'''
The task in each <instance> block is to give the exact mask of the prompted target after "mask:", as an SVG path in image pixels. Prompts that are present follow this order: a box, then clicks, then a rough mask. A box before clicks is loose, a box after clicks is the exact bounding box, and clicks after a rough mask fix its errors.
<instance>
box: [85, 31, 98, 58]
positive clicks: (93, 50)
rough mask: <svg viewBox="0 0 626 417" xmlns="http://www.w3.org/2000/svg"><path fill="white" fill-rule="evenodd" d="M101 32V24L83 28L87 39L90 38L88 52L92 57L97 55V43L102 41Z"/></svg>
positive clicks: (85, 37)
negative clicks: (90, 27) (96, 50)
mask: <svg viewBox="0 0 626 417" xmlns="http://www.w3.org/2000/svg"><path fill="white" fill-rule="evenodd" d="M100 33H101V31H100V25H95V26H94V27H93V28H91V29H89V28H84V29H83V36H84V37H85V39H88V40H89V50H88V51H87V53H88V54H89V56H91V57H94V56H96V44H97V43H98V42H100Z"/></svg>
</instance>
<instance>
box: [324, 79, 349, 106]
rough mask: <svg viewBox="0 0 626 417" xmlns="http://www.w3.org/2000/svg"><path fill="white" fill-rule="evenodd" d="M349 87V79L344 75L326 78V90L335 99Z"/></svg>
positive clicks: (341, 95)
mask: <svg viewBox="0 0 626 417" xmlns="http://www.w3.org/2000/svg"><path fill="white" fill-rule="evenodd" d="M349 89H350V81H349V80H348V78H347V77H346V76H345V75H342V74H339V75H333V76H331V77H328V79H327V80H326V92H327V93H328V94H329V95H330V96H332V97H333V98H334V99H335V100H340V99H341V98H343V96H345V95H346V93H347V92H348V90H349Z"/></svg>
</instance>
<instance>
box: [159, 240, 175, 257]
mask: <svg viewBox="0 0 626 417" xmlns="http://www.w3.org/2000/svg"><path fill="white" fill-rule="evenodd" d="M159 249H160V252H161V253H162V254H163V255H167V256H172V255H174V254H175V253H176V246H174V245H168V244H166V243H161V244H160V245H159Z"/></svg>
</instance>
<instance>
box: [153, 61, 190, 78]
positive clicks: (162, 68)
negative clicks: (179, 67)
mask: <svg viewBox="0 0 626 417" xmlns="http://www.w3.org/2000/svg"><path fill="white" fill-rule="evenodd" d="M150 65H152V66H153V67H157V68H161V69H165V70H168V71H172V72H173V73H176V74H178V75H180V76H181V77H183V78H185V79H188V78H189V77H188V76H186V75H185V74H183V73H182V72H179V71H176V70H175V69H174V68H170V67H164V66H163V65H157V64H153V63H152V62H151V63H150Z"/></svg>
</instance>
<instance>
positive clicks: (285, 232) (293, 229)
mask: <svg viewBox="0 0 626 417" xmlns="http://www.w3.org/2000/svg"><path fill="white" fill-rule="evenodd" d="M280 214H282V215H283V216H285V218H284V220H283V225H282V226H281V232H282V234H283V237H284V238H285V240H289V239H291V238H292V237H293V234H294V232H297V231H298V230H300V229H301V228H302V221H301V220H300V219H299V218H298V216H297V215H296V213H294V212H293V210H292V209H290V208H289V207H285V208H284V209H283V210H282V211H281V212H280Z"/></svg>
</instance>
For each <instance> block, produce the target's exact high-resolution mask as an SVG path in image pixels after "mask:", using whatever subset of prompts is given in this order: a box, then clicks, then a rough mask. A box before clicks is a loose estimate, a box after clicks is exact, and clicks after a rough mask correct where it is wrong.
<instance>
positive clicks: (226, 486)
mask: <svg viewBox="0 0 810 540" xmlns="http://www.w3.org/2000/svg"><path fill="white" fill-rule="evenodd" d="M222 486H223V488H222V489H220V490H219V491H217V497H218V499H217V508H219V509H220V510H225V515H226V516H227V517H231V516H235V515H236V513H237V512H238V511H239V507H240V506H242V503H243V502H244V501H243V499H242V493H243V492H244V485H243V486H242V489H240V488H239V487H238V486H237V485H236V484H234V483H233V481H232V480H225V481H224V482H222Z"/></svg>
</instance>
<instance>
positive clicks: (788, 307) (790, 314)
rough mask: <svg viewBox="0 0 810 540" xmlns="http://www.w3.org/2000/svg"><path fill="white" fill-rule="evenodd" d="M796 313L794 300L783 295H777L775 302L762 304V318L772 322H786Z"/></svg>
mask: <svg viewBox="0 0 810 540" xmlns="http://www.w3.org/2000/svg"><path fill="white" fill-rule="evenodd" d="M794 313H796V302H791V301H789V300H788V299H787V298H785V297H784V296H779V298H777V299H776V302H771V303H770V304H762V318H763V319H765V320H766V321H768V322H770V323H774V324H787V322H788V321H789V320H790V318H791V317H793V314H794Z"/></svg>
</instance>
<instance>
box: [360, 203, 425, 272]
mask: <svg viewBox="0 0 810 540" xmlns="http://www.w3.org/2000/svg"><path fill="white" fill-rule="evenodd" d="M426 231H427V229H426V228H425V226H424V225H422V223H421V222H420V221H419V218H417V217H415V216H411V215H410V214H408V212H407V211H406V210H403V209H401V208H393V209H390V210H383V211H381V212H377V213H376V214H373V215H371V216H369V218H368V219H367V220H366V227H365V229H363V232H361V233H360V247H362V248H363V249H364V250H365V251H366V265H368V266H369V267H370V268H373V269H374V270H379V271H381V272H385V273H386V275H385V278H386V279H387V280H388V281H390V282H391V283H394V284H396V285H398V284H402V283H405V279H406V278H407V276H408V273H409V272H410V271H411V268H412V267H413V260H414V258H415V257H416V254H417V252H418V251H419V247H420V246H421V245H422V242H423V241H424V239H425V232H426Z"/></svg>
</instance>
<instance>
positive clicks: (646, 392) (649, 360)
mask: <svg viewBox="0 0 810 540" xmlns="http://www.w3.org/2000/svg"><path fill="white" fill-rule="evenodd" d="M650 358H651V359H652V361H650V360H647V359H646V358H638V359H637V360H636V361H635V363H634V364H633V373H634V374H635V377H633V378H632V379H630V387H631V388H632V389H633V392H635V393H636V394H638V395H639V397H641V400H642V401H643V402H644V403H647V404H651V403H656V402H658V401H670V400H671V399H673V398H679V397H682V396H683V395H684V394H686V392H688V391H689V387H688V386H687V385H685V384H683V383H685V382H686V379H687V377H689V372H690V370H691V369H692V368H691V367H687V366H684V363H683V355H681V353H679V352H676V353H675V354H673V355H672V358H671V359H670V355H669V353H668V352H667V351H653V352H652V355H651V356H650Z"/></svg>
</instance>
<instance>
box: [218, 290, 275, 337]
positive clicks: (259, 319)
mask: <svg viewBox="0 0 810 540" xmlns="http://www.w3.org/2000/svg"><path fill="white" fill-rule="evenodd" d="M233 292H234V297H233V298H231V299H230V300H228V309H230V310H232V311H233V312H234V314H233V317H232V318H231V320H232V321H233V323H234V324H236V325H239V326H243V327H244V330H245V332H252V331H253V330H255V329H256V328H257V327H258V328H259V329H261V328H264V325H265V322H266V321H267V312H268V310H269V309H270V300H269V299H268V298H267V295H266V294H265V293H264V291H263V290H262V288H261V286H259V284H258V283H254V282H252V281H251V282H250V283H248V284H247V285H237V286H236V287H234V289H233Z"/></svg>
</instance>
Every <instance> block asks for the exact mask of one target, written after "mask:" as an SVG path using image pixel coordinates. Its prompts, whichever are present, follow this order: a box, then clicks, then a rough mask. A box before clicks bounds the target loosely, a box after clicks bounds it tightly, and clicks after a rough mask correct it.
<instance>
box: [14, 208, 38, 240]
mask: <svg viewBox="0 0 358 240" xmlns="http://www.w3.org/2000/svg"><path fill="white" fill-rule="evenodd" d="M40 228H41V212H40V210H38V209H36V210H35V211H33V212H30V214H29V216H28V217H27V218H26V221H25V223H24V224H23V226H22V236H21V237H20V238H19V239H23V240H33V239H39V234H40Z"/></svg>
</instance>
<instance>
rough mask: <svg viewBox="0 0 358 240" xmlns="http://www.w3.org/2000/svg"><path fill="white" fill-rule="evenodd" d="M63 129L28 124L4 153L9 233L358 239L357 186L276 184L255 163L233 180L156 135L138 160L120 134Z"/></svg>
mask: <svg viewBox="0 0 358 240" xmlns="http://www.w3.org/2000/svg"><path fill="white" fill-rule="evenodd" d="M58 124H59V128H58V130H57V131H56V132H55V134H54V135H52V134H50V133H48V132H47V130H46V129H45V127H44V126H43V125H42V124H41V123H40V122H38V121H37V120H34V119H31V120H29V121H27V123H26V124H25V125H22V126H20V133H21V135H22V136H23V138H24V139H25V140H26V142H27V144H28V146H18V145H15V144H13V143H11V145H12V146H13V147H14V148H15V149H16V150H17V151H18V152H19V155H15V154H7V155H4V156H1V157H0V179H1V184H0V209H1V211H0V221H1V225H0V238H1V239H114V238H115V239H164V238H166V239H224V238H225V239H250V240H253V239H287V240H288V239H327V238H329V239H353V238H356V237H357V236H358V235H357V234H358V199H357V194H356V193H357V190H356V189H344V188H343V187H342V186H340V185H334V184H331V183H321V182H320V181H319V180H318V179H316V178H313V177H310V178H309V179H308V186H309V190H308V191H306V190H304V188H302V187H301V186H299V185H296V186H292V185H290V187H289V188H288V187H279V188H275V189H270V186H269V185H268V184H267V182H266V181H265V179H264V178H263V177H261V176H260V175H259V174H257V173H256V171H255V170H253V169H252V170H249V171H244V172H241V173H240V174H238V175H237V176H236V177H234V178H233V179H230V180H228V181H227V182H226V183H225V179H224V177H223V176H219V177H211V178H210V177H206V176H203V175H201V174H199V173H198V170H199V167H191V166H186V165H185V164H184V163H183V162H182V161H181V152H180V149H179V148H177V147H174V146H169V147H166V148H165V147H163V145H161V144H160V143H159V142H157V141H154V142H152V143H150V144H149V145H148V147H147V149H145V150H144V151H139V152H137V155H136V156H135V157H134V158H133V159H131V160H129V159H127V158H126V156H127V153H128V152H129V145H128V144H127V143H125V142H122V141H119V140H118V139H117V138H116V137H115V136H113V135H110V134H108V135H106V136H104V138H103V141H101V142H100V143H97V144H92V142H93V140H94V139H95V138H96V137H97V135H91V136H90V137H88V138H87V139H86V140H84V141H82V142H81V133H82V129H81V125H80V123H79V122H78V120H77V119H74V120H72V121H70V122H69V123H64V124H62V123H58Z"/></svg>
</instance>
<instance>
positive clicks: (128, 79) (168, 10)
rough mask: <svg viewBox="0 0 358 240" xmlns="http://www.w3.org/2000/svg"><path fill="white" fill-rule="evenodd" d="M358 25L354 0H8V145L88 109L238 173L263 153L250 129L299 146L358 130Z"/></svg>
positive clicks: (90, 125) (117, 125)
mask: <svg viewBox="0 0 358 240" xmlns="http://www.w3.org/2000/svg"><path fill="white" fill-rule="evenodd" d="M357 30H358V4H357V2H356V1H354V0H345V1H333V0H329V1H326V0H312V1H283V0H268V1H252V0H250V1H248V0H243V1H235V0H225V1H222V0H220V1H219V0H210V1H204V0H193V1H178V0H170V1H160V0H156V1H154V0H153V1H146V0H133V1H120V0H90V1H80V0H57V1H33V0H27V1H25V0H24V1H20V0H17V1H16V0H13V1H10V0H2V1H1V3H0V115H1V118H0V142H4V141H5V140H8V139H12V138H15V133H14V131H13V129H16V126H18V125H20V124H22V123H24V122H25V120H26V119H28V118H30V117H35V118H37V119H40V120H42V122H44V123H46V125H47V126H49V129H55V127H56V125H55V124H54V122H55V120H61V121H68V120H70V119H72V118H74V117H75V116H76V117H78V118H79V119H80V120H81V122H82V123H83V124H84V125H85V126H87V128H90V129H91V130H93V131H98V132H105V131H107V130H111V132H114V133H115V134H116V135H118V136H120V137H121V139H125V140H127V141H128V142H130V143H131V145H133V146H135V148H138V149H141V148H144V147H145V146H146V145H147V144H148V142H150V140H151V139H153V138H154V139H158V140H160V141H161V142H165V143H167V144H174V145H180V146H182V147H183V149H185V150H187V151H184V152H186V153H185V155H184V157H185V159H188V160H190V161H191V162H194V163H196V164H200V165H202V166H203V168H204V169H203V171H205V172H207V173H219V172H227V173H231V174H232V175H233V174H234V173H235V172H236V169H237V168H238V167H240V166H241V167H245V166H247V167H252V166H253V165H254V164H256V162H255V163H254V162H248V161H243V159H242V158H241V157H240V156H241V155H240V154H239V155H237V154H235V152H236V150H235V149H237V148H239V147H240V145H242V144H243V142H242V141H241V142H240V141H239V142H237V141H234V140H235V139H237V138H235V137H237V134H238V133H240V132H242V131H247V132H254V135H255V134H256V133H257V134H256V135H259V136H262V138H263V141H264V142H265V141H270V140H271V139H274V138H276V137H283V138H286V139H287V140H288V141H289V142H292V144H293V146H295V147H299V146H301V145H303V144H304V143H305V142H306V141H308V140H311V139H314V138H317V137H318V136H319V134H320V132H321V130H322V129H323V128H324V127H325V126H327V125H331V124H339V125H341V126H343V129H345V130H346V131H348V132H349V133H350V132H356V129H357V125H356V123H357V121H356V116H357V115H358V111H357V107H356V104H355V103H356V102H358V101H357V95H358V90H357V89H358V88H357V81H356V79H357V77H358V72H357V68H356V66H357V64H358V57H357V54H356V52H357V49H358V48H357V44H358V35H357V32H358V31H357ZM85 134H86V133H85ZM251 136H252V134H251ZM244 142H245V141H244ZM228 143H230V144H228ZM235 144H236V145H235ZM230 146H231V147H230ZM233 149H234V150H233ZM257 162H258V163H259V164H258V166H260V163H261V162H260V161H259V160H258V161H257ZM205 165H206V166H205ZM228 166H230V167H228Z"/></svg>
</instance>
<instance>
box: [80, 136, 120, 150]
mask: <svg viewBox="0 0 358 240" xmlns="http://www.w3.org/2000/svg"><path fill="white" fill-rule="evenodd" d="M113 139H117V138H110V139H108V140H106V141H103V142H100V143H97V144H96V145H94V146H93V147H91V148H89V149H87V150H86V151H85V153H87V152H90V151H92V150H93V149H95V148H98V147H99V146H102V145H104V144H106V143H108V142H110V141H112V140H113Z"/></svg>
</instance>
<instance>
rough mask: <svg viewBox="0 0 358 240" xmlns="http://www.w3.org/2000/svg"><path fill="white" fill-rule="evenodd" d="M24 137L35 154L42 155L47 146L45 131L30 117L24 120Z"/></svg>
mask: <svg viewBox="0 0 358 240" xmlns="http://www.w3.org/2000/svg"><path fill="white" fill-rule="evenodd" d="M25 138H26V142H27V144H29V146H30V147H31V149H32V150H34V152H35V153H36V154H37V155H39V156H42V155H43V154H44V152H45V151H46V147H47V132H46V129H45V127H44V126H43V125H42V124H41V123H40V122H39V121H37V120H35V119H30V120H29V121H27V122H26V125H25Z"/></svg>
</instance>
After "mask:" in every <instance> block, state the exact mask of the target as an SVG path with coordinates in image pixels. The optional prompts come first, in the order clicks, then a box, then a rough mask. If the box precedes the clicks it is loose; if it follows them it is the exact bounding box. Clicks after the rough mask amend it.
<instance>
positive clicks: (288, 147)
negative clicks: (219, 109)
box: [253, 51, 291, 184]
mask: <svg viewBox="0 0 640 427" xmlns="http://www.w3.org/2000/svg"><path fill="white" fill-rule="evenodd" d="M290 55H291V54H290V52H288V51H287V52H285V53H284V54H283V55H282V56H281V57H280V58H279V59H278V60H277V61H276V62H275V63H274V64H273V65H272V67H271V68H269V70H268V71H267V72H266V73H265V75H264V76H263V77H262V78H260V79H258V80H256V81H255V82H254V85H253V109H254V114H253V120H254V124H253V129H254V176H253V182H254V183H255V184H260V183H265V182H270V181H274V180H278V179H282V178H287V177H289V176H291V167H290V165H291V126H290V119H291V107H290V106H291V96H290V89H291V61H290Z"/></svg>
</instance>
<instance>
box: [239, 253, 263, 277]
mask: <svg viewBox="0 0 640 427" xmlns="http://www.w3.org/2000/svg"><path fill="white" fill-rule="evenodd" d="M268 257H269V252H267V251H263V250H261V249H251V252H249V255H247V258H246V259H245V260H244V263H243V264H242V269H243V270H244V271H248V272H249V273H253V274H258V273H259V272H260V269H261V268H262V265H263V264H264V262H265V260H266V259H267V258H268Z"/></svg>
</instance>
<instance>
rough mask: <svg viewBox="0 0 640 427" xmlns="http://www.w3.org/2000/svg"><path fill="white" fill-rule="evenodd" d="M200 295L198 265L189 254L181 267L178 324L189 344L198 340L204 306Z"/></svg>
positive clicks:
'''
• _EXERCISE_:
Search the entries above for the word "coordinates", and copy every line where it occurs.

• _SOLUTION FOR THIS TASK_:
Every <instance> block asks for the exact mask of one target, written after "mask:" as an SVG path using image pixel coordinates. Its prompts, whichever are present, follow this order: a box, then clicks, then a rough mask. A box before clicks bounds the target loosely, a box after clicks bounds it tightly, and clicks after a rough mask correct it.
After "mask:" in every <instance> block, state the exact mask of the target as an SVG path with coordinates in image pixels. The optional prompts come first, in the order clicks, then a box, then a rough mask. If the box precedes the clicks it is loose; if it follows them it is the exact bounding box. Clicks after the rough mask amend it.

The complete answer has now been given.